Entries supplied ->
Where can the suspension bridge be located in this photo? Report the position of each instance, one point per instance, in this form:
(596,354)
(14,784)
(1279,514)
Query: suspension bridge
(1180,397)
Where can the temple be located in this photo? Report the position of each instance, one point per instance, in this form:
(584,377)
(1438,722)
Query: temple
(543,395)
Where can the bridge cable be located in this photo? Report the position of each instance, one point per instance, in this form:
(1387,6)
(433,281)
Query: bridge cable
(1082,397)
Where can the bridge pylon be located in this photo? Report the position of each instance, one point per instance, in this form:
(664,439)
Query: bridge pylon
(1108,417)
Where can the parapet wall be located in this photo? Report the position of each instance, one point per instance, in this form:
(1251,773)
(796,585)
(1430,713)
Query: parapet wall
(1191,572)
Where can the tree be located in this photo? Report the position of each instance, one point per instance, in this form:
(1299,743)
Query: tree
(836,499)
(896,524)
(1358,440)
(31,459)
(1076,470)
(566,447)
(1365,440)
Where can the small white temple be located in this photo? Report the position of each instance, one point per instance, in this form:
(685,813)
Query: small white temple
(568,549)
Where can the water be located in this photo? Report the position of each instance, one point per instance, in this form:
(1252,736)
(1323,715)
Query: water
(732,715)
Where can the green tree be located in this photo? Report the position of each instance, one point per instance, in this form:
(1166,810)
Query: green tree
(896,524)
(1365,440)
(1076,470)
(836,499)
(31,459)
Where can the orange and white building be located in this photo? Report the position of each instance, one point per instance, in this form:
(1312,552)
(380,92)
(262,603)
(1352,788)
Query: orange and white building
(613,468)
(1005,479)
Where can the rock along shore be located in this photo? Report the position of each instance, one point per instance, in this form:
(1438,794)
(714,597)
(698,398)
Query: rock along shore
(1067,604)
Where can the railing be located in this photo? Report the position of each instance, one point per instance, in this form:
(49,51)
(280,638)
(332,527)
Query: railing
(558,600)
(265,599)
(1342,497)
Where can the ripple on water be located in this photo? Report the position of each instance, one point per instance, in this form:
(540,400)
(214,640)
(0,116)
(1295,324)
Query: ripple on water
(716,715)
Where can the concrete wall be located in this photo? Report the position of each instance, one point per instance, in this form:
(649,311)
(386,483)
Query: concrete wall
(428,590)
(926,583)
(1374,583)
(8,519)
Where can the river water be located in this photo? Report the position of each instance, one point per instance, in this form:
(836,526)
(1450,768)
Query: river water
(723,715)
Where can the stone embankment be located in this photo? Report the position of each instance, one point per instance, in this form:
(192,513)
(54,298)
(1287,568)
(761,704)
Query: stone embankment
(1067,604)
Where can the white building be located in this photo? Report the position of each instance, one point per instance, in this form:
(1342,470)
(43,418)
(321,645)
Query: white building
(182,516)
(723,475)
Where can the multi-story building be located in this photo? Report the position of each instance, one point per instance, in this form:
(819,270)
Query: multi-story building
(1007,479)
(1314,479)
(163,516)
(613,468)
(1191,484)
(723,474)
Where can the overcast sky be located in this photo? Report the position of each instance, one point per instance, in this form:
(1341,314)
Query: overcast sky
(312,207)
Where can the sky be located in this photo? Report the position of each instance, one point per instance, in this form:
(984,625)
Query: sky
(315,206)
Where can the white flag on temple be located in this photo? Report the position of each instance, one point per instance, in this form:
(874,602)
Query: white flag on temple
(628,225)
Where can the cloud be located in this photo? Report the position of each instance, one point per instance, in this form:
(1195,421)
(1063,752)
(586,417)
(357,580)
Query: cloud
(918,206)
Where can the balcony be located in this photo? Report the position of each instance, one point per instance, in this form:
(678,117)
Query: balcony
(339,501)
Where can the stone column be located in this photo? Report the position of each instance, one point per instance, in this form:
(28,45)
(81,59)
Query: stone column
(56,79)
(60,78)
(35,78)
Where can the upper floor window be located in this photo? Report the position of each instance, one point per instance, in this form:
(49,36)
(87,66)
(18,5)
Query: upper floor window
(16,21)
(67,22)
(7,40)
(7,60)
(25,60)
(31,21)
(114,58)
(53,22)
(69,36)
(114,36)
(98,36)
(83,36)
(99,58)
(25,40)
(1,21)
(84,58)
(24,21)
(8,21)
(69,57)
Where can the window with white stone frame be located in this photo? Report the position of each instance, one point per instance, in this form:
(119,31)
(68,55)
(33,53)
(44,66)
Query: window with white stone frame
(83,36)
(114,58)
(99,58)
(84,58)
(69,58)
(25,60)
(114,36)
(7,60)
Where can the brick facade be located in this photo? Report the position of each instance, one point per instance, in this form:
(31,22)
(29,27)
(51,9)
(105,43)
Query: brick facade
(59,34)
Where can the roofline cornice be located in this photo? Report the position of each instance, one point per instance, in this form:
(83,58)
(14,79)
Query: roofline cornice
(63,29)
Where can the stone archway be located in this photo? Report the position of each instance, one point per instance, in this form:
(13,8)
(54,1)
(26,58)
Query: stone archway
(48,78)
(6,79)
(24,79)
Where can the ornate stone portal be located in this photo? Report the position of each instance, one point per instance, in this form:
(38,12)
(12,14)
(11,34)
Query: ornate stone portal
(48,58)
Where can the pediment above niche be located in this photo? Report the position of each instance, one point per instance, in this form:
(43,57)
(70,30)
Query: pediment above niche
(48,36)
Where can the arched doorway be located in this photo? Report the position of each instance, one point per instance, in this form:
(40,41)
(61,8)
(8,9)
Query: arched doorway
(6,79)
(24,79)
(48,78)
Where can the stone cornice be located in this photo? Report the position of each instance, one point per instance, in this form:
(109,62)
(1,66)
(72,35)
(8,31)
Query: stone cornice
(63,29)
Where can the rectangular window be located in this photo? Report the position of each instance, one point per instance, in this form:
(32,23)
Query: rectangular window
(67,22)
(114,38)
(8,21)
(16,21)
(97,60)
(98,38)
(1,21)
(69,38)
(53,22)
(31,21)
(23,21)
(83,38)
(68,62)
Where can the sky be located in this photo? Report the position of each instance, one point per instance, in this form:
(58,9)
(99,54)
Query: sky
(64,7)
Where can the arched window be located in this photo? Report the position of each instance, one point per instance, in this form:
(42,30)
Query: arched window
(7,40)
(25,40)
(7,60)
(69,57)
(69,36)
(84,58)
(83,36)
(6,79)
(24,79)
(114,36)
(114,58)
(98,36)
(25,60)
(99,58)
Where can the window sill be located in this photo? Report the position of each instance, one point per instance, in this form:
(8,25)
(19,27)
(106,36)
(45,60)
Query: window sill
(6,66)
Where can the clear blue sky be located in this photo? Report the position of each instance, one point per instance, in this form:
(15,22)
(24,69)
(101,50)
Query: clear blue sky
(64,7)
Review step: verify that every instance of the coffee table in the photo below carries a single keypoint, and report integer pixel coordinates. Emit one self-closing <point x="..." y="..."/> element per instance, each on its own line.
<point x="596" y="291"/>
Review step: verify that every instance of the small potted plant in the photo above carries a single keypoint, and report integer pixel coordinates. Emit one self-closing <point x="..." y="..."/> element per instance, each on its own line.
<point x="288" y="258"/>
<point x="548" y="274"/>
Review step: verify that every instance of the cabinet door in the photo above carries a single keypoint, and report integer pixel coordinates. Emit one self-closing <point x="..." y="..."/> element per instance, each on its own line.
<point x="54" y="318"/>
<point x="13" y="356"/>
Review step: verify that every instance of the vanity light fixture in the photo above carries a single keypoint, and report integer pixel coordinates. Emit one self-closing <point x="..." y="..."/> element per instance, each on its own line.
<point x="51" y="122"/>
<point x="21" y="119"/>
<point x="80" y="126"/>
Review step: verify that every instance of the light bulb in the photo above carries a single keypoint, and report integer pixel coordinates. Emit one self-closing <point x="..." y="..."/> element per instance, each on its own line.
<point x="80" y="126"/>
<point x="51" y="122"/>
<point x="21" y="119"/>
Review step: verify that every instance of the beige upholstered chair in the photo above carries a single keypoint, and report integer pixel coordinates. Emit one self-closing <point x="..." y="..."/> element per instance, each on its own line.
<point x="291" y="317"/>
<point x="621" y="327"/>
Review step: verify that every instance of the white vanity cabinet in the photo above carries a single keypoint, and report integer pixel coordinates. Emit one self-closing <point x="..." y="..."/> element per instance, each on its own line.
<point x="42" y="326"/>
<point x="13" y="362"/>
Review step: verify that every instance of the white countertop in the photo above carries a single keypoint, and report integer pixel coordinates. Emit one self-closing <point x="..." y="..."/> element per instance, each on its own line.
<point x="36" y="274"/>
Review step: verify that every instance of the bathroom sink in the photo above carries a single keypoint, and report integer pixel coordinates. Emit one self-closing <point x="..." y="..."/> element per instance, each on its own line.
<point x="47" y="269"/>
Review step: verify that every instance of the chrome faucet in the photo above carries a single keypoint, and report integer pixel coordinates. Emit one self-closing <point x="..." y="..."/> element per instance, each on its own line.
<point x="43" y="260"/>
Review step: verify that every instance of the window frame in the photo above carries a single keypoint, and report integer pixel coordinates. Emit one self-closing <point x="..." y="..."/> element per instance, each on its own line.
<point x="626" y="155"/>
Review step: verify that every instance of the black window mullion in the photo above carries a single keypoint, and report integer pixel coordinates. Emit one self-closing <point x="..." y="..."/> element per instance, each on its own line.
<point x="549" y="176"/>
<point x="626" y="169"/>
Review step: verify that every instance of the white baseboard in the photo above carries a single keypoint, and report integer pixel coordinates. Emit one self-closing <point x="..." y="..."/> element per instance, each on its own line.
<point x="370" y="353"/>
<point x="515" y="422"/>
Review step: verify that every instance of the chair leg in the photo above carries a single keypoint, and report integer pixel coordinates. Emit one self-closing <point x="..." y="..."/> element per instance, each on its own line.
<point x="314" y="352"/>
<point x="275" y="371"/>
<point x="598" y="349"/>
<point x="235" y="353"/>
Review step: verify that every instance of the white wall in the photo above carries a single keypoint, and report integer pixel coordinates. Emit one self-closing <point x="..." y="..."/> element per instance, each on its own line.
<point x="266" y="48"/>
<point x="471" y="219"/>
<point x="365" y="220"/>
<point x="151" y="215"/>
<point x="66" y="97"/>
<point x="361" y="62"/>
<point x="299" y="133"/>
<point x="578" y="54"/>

Task objective -> The lines from the one with "Review step: verify that every instance of the white baseboard" through the final line of the data are to be reproduced exactly, both included, with no other lines.

Response ->
Review step: verify that every instance of the white baseboard in the photo above carries a single keypoint, and report integer pixel coordinates. Emit one self-closing <point x="..." y="..."/> element per instance, each on its own line.
<point x="370" y="353"/>
<point x="515" y="422"/>
Review step: verify that every instance of the chair leg in the photo above carries a single keypoint, and report integer pixel coordinates. Emit one self-closing <point x="..." y="..."/> element per instance, each on its own line.
<point x="314" y="352"/>
<point x="275" y="371"/>
<point x="598" y="349"/>
<point x="235" y="353"/>
Review step: verify that every instance of the white wall in the photo above carries a single keypoint, and report integer pixel coordinates. Emit one self-closing <point x="..." y="..."/> element per instance, each on its own line.
<point x="266" y="48"/>
<point x="471" y="219"/>
<point x="365" y="220"/>
<point x="151" y="215"/>
<point x="66" y="97"/>
<point x="361" y="62"/>
<point x="299" y="133"/>
<point x="578" y="54"/>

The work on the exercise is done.